• **Document extract**:
Good work... Looks much more modern now.

Is the mileage really stored on the cluster and can be coded that easily? On BMW's the mileage is stored on the light control module... And any tampering produces a tamper dot.

Sent from my iPhone 5s using Tapatalk


----------



## ReTTro fit (Nov 9, 2014)

Mileage is stored in EVERY module on the car

On iPhone using Tapacrap


----------



## tdi_van (Nov 13, 2014)

When i try the new cluster to check of all is OK before read the cluster EPROM . it shows the old milage from the car, my real km was inserted before the new coding,


----------



## missile (Jul 18, 2011)

Good mod


----------



## _Dejan_ (Jul 31, 2012)

I also think to replace it...

Can you tell which tools are needed to program cluster? Is VCDS enought or need some special tool for read EEPROM data directly from cluster?

Please provide more details


----------



## tdi_van (Nov 13, 2014)

hello, the VCDS is not enough. For what i saw, the eeprom was read with a proper tool for the effect, if i´m not in error 5 wires was welded in the mother board to acess the eeprom, than the original eeprom was loaded with another file.

After that step, the rest was done with VCDS.

I use an UK cluster, because of the low price and also because in portugal its very difficult to find this kind of parts in scrap yards.

For me, its a well worth mod to do . And in the end was a very cheap mod indeed.


----------



## _Dejan_ (Jul 31, 2012)

tdi_van said:


> hello, the VCDS is not enough. For what i saw, the eeprom was read with a proper tool for the effect, if i´m not in error 5 wires was welded in the mother board to acess the eeprom, than the original eeprom was loaded with another file.
> 
> After that step, the rest was done with VCDS.
> 
> ...


Can you please ask your friend what exact tools(programmer, software) use, on which pins he connect them and if he only copy old eprom and flash it on new cluster or he modify it before flash  And if he offer maybe some remotoe support to do this  
Thanks.

• **Provided information**:
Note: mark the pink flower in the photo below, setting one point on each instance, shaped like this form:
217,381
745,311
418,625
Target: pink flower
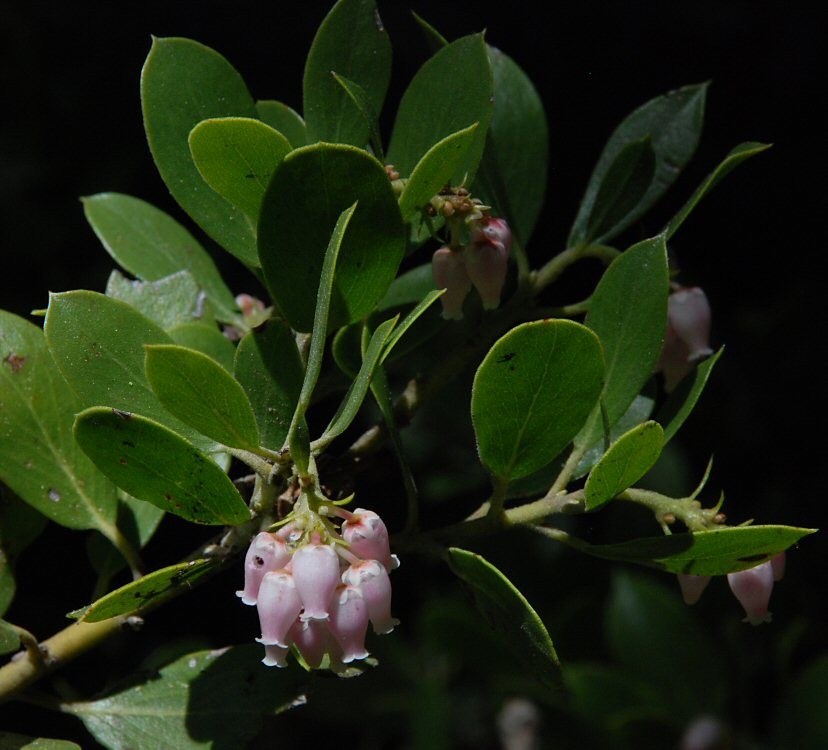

• **Written instruction**:
Can you repeat the forum thread starting with "Is the mileage" and going on through "a tamper dot.", substituting "odometer reading" for "mileage"? The items are separate material and have no connection to the forum thread.

• **Solution to this problem**:
Is the odometer reading really stored on the cluster and can be coded that easily? On BMW's the odometer reading is stored on the light control module... And any tampering produces a tamper dot.